▶ _Required task_: Display each line of the items below that contains the string "instance".

▶ _Provided material_:
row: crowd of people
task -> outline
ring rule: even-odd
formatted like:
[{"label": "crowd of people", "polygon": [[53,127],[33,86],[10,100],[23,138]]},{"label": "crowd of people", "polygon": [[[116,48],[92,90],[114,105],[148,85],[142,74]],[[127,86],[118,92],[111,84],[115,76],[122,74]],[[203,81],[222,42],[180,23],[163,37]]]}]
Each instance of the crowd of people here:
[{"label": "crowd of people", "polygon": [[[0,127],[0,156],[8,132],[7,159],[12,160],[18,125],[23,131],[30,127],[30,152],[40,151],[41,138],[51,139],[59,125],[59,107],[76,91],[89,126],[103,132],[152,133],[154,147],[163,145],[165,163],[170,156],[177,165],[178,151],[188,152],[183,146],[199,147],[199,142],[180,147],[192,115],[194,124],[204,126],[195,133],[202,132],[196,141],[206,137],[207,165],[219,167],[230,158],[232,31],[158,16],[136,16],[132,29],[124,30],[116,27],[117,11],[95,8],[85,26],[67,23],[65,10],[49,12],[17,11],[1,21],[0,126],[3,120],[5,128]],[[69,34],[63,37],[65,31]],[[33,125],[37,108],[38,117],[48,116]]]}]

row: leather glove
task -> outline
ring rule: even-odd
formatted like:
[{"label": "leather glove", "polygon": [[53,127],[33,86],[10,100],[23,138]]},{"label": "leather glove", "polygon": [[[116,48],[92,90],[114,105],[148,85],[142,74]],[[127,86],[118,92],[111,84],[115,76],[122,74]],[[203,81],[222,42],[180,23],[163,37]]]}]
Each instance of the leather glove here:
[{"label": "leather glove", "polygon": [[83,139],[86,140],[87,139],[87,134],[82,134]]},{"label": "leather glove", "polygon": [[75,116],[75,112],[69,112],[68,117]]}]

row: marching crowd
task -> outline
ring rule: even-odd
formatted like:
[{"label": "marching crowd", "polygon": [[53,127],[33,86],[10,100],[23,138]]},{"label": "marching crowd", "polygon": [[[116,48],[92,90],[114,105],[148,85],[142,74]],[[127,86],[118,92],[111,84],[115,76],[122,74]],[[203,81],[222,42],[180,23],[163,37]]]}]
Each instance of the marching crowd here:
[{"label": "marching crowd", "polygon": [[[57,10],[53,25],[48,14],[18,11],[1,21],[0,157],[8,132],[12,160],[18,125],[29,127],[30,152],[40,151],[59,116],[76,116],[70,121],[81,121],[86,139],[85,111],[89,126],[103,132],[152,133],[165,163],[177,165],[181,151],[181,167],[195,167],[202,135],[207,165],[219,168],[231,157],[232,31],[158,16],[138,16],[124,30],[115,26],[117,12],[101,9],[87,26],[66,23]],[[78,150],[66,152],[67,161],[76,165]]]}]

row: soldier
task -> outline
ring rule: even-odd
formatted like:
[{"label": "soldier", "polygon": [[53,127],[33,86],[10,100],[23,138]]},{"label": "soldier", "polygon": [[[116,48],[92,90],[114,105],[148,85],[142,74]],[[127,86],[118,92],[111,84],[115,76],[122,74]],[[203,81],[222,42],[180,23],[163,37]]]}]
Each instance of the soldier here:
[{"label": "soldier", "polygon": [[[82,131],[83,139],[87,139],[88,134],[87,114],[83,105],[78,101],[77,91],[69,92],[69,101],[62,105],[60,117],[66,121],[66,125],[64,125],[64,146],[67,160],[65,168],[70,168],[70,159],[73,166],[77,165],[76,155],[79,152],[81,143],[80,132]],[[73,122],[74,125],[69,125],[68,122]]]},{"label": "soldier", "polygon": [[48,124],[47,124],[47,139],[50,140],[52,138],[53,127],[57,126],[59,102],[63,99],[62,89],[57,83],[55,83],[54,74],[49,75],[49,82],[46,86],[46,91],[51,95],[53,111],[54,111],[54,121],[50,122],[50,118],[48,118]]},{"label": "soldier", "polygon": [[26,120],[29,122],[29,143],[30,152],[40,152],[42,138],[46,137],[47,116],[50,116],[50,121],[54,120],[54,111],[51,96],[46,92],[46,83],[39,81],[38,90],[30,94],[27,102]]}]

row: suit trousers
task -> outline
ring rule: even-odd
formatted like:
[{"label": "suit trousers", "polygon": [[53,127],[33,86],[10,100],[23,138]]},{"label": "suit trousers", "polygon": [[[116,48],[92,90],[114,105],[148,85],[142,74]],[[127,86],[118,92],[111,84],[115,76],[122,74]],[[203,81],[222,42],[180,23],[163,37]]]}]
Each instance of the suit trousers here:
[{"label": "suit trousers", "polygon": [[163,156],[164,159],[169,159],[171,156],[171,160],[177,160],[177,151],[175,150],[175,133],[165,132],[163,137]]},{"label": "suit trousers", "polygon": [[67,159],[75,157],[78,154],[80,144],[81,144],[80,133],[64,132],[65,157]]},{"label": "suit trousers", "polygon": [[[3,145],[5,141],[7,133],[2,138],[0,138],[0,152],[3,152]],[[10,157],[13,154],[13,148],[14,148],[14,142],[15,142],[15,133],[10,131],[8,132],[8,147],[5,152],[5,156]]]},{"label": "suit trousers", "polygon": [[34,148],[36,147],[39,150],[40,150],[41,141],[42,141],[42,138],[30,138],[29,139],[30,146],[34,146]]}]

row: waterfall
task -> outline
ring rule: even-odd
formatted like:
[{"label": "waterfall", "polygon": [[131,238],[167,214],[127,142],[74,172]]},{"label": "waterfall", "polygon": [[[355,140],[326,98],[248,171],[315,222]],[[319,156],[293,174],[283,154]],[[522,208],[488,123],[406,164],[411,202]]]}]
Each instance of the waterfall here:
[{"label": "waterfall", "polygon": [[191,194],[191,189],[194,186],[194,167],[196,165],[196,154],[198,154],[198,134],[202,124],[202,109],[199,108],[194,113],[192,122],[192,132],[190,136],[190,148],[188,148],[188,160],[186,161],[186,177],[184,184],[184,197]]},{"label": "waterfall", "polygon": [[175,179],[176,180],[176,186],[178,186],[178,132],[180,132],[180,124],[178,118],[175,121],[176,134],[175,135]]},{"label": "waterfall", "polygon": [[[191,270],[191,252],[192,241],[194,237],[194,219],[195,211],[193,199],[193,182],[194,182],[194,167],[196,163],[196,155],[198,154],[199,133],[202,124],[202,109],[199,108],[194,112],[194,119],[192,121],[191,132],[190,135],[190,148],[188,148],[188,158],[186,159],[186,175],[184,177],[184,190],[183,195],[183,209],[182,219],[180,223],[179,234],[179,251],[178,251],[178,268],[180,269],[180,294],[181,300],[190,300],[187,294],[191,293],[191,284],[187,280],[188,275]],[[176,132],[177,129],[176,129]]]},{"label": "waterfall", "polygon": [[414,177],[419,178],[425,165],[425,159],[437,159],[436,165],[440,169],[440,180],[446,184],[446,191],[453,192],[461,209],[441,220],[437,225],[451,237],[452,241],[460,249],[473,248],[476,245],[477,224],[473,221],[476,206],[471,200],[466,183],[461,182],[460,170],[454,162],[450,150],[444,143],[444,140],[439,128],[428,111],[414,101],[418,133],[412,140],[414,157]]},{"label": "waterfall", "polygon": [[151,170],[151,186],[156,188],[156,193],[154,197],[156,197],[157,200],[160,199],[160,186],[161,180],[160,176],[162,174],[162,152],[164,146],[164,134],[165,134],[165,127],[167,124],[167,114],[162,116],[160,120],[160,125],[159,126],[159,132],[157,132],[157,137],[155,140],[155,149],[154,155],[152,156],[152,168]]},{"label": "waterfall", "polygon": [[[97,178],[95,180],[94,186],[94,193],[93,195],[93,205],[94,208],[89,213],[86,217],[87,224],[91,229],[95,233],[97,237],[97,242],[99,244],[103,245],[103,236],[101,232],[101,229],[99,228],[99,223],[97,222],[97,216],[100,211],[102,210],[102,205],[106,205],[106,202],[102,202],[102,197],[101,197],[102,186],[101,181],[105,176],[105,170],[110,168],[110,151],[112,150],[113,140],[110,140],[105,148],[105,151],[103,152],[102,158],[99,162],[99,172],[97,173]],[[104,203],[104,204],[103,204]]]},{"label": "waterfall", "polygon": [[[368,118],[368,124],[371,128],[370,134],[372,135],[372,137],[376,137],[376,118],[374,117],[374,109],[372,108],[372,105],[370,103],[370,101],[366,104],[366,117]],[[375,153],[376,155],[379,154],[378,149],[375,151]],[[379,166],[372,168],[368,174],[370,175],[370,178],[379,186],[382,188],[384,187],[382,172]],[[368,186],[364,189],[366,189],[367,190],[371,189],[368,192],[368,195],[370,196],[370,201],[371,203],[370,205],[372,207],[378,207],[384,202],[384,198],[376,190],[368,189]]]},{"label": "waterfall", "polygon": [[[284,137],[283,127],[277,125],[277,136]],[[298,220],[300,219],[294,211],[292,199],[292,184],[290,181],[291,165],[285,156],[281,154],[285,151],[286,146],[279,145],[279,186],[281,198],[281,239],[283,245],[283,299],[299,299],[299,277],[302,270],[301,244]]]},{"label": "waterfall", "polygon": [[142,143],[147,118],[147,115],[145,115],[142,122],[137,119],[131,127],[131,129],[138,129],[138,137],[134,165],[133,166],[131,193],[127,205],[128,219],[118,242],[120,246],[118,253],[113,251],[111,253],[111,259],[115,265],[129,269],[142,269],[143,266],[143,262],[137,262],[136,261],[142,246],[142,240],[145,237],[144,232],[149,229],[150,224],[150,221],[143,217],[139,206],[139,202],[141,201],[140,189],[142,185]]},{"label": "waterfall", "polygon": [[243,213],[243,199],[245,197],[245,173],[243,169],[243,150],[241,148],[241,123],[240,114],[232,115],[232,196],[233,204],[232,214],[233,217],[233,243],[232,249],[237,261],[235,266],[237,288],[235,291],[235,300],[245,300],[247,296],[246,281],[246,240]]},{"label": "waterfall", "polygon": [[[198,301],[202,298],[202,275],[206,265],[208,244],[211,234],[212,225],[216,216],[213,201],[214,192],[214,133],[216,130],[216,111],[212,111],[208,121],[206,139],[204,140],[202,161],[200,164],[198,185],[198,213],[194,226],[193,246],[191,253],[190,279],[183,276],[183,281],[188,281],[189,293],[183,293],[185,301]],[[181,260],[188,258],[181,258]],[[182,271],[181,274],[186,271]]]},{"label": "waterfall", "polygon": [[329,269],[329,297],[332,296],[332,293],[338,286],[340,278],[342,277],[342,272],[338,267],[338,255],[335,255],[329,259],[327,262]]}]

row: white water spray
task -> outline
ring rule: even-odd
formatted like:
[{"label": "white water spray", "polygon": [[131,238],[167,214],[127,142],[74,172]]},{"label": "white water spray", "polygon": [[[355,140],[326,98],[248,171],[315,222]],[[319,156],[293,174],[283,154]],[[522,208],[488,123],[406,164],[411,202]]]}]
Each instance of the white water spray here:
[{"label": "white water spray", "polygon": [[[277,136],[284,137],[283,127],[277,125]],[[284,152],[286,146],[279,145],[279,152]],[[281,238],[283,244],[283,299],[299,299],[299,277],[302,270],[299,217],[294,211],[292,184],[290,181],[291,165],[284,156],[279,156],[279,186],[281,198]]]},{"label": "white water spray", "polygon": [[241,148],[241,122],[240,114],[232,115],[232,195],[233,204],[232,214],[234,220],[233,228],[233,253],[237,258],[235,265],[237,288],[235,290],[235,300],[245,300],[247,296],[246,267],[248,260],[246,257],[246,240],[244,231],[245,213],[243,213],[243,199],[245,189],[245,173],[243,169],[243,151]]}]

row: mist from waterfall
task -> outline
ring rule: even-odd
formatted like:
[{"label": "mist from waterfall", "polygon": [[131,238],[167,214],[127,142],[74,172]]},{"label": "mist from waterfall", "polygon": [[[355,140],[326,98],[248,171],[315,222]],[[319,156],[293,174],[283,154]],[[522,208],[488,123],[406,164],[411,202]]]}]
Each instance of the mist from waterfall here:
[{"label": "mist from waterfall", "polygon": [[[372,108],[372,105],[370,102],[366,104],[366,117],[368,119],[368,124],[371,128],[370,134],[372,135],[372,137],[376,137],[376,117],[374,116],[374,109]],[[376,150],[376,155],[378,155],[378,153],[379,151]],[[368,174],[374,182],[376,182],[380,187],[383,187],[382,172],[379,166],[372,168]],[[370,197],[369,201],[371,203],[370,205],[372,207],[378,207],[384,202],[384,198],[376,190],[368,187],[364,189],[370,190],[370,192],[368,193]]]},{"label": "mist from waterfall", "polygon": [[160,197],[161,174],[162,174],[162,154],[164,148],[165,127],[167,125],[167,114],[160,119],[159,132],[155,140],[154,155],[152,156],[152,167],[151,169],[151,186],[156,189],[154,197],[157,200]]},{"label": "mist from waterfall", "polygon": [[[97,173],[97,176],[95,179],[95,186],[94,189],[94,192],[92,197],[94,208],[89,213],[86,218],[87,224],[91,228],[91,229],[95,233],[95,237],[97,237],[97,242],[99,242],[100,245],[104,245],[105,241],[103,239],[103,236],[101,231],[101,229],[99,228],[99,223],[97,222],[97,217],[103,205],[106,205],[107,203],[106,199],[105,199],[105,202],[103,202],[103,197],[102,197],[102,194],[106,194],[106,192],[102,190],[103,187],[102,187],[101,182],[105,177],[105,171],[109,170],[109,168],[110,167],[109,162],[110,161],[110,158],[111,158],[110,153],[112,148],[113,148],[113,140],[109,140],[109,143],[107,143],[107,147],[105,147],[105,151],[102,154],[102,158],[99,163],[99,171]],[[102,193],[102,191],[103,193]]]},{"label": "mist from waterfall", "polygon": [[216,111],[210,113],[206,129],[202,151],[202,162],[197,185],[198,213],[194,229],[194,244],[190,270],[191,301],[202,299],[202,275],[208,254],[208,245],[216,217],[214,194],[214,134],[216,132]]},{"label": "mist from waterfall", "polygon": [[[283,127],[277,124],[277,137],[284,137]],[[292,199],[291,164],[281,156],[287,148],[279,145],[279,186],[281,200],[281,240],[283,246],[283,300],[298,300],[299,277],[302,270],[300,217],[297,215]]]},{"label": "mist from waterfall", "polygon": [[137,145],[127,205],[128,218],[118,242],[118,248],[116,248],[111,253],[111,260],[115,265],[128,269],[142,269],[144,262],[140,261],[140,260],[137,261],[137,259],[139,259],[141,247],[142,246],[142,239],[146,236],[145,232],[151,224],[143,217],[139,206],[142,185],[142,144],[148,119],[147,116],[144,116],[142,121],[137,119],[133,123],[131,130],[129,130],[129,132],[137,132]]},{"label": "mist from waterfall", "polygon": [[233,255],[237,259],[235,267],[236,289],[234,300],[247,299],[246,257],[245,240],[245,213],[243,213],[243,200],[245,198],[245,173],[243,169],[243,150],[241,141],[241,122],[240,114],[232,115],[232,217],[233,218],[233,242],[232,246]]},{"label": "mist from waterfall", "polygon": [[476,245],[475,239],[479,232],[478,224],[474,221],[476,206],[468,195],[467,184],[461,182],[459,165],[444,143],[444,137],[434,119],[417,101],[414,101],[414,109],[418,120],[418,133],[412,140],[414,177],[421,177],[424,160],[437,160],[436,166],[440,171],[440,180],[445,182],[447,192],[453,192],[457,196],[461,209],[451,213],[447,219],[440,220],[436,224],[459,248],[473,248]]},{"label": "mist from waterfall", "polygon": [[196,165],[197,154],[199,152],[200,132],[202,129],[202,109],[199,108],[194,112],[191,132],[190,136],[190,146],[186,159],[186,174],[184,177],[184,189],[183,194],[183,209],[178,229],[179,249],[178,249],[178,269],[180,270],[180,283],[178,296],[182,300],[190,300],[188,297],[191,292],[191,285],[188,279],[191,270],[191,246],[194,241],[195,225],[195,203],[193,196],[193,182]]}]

▶ _Answer to the exercise_:
Each instance of the crowd of people here:
Each instance of the leather glove here:
Each instance of the marching crowd here:
Each instance of the soldier here:
Each instance of the suit trousers here:
Each instance of the waterfall here:
Each instance of the white water spray here:
Each instance of the mist from waterfall here:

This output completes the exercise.